Литературная техника
Эпические произведения. Весомое отличие от Валерия Флакка и Силия Италика заключается в том, что Стаций обрабатывает менее обширный материал, так что отдельный эпизод может охватывать более широкое пространство. Хотя и у Стация рефлексия чувствуется и в образах, и в сценах, и он заставляет действие качаться, как маятник, от врагов к приятелям и наоборот, оно никогда не обрывается резко: скорее будут затухать его колебания. Поэт умеет представить читателю все рассказанное сколь возможно наглядно; этот дар роднит его с Овидием и Клавдианом. Кроме того, с помощью параллелей и контрастов он может создавать и более широкий контекст.
В обеих половинах Фиваиды можно встретить внутренние соответствия: в пятой и шестой книгах Гипсипила - что иронически подчеркивается ее рассказом о своей дочерней любви - становится виновницей гибели ребенка, вверенного ее попечению; Немейские игры искупают несчастье. Подобная линия - от проступка к примирению - намечена и в двух последних книгах. Ретроспективно эпизод с Гипсипилой можно оценить как прообраз.
Тидей, впервые появляющийся как "подобный вепрю" (ср. 1, 448-490), превосходно оправдывает это во второй книге, расправляясь с подосланными убийцами; этот блестящий подвиг будет превзойден только его же страшно свирепыми поступками, описанными в восьмой книге (школа Лукана?). Параллелизм между второй и восьмой книгами (как и перевес второй половины) - проявление авторского замысла.
Сцены гибели героев расположены по восходящей: Амфиарая поглощает земля (книга 7), Гиппомедонт побежден водной стихией (книга 9), Менекей низвергается на землю по воздуху, а Капаней уничтожен небесным огнем (книга 10). Между ними сталкиваются события, требующие крайне жестоких либо весьма нежных красок: нечеловеческая ярость Тидея (книга 8) противопоставлена благочестию умирающего Парфенопея (книга 9, конец). Трогательные и ужасающие мотивы многократно переходят друг в друга; поэт добивается наиболее напряженного действия в окончаниях книг, но для Стация весьма характерно, что драматические финальные сцены затухают в следующих книгах. Таким образом дикому поединку в одиннадцатой противопоставлена более спокойная двенадцатая.

Записи разметки контуров:
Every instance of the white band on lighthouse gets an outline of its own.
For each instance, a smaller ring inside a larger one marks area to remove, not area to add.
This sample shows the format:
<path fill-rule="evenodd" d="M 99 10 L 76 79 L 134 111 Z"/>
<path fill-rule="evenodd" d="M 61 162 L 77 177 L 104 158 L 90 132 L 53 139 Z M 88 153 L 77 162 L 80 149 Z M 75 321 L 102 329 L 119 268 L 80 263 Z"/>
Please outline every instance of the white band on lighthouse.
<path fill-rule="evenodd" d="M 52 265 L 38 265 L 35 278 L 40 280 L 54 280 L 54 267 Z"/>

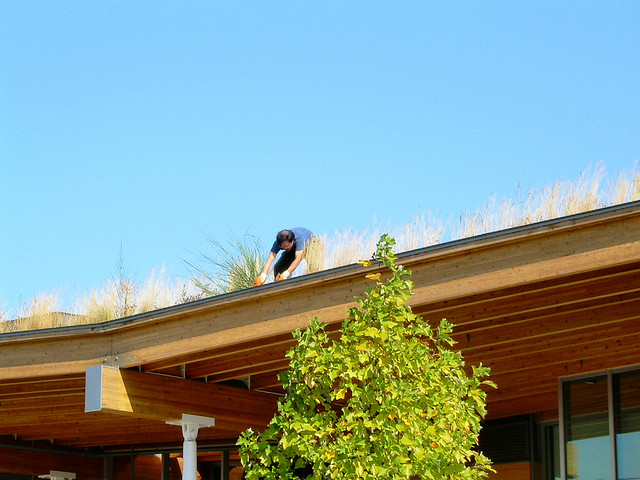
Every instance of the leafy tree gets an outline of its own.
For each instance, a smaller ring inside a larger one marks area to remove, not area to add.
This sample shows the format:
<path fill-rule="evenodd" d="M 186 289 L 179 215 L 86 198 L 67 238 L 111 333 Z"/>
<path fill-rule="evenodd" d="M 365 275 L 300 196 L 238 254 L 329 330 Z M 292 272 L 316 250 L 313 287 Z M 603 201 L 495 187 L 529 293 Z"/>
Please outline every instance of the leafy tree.
<path fill-rule="evenodd" d="M 317 318 L 294 333 L 280 379 L 287 394 L 267 430 L 238 443 L 248 480 L 477 479 L 490 461 L 474 448 L 486 414 L 482 378 L 453 352 L 452 324 L 433 329 L 406 304 L 410 271 L 393 238 L 374 256 L 381 273 L 331 341 Z M 361 262 L 368 266 L 370 262 Z"/>

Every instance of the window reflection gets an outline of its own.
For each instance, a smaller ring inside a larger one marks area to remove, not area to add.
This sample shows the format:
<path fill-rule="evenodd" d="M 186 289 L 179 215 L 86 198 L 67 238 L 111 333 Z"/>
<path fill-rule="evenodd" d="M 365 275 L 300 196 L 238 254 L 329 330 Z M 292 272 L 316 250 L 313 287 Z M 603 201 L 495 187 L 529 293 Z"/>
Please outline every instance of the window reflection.
<path fill-rule="evenodd" d="M 616 460 L 619 480 L 640 479 L 640 371 L 614 376 Z"/>
<path fill-rule="evenodd" d="M 607 377 L 565 384 L 567 478 L 611 478 Z"/>

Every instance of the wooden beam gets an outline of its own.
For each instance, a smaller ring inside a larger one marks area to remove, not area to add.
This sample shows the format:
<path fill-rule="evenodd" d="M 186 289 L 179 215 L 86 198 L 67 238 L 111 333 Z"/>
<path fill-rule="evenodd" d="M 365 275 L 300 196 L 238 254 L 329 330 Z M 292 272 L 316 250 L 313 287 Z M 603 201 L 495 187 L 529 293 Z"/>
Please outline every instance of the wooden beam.
<path fill-rule="evenodd" d="M 277 409 L 272 394 L 108 366 L 87 371 L 85 411 L 161 422 L 183 413 L 214 417 L 225 430 L 266 425 Z"/>

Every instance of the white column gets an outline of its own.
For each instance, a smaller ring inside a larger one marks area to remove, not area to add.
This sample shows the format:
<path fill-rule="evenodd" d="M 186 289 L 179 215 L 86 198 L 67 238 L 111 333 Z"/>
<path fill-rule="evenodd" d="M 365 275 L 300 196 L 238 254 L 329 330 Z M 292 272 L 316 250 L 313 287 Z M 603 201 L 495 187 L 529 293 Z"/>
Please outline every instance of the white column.
<path fill-rule="evenodd" d="M 59 470 L 50 470 L 49 475 L 43 475 L 40 478 L 49 478 L 51 480 L 74 480 L 76 474 L 73 472 L 61 472 Z"/>
<path fill-rule="evenodd" d="M 182 479 L 196 480 L 198 477 L 198 445 L 196 438 L 201 428 L 213 427 L 216 419 L 212 417 L 202 417 L 200 415 L 189 415 L 183 413 L 180 420 L 167 422 L 169 425 L 182 426 Z"/>

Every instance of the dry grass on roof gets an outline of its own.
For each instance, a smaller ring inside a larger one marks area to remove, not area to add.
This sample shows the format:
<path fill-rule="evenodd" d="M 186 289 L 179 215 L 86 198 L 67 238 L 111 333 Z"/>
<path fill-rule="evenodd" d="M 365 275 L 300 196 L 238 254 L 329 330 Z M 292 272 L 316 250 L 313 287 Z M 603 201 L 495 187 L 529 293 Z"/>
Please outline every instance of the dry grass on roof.
<path fill-rule="evenodd" d="M 598 165 L 587 169 L 575 181 L 558 181 L 528 191 L 518 188 L 508 198 L 492 198 L 484 206 L 465 212 L 457 219 L 443 221 L 418 214 L 406 224 L 388 225 L 378 221 L 362 231 L 336 230 L 320 235 L 324 258 L 316 258 L 314 263 L 329 269 L 370 258 L 383 233 L 393 236 L 397 241 L 396 250 L 402 252 L 636 200 L 640 200 L 637 162 L 633 169 L 619 172 L 608 183 L 605 183 L 604 167 Z M 243 261 L 242 253 L 239 258 Z M 231 263 L 233 261 L 232 258 Z M 229 259 L 224 259 L 223 263 L 229 263 Z M 304 267 L 301 273 L 305 273 Z M 39 294 L 23 304 L 15 320 L 10 320 L 8 313 L 0 309 L 0 333 L 100 323 L 178 305 L 209 294 L 198 288 L 194 279 L 172 279 L 164 271 L 152 271 L 139 284 L 121 276 L 79 298 L 71 308 L 72 313 L 60 313 L 66 309 L 62 308 L 56 294 Z"/>

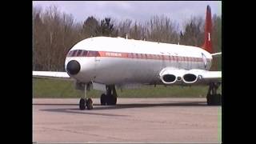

Инструкция к заданию: Перепишите дословно отрывок из текста о литературной технике Стация: всё, начиная со слов "В обеих половинах" и вплоть до слов "оценить как прообраз.". Эти данные никак не связаны с текстом.

Решение задачи:
В обеих половинах Фиваиды можно встретить внутренние соответствия: в пятой и шестой книгах Гипсипила - что иронически подчеркивается ее рассказом о своей дочерней любви - становится виновницей гибели ребенка, вверенного ее попечению; Немейские игры искупают несчастье. Подобная линия - от проступка к примирению - намечена и в двух последних книгах. Ретроспективно эпизод с Гипсипилой можно оценить как прообраз.